(Excerpts from point annotation data)
────

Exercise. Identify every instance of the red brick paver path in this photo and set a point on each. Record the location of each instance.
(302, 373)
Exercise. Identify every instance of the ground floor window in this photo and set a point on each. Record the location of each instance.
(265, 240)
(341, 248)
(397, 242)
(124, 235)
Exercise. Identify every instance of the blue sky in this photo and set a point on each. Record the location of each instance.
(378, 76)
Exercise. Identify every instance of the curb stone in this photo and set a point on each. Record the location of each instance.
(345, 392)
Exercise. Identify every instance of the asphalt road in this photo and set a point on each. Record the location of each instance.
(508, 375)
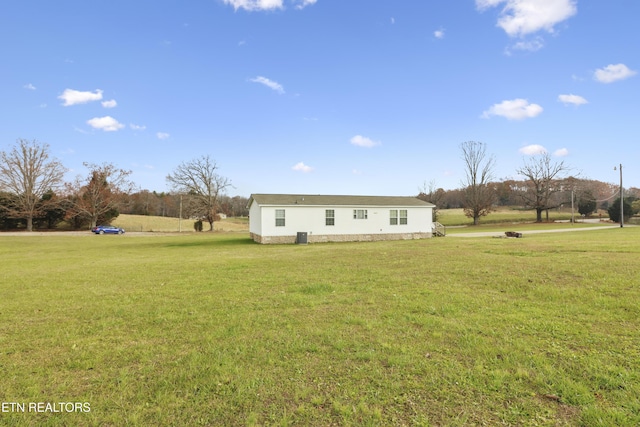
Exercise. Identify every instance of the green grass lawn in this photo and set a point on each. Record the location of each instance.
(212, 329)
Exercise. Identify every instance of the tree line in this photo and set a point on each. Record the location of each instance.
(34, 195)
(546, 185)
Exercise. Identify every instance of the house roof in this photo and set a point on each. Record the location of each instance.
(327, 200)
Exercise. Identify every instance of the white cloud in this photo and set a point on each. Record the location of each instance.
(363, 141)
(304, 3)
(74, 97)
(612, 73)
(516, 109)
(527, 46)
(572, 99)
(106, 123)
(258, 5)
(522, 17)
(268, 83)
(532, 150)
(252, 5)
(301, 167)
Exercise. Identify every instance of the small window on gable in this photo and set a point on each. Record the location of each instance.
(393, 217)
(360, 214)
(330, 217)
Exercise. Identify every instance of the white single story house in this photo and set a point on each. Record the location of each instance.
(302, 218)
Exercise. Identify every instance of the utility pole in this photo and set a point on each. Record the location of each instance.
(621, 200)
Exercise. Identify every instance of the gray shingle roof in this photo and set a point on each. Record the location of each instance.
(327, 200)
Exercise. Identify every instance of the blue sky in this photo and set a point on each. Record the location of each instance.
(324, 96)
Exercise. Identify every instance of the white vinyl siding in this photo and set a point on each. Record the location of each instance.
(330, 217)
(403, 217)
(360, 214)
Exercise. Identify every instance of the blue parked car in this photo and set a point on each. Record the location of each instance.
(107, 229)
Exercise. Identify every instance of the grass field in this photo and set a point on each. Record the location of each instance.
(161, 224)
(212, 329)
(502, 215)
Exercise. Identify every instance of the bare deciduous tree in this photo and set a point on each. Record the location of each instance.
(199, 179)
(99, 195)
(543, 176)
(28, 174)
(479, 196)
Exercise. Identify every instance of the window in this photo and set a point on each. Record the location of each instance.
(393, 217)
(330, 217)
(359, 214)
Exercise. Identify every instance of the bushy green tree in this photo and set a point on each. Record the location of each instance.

────

• **WRITTEN INSTRUCTION**
From the line containing "Exercise. Identify every instance of the bare" through the final line of the listing above, retype every line exactly; leave out everything else.

• **OUTPUT OF THE TASK**
Exercise. Identify every instance of the bare deciduous tree in this photo and set a point on each. Record the location of each instance.
(199, 179)
(99, 195)
(543, 176)
(28, 174)
(479, 196)
Exercise. Identify every instance of the window in this photo and set a point on each. Record the location of each instance.
(393, 217)
(330, 217)
(359, 214)
Exercise. Identify every instance of the bushy green tree in this photo and set a point on each. Record the location of each instance.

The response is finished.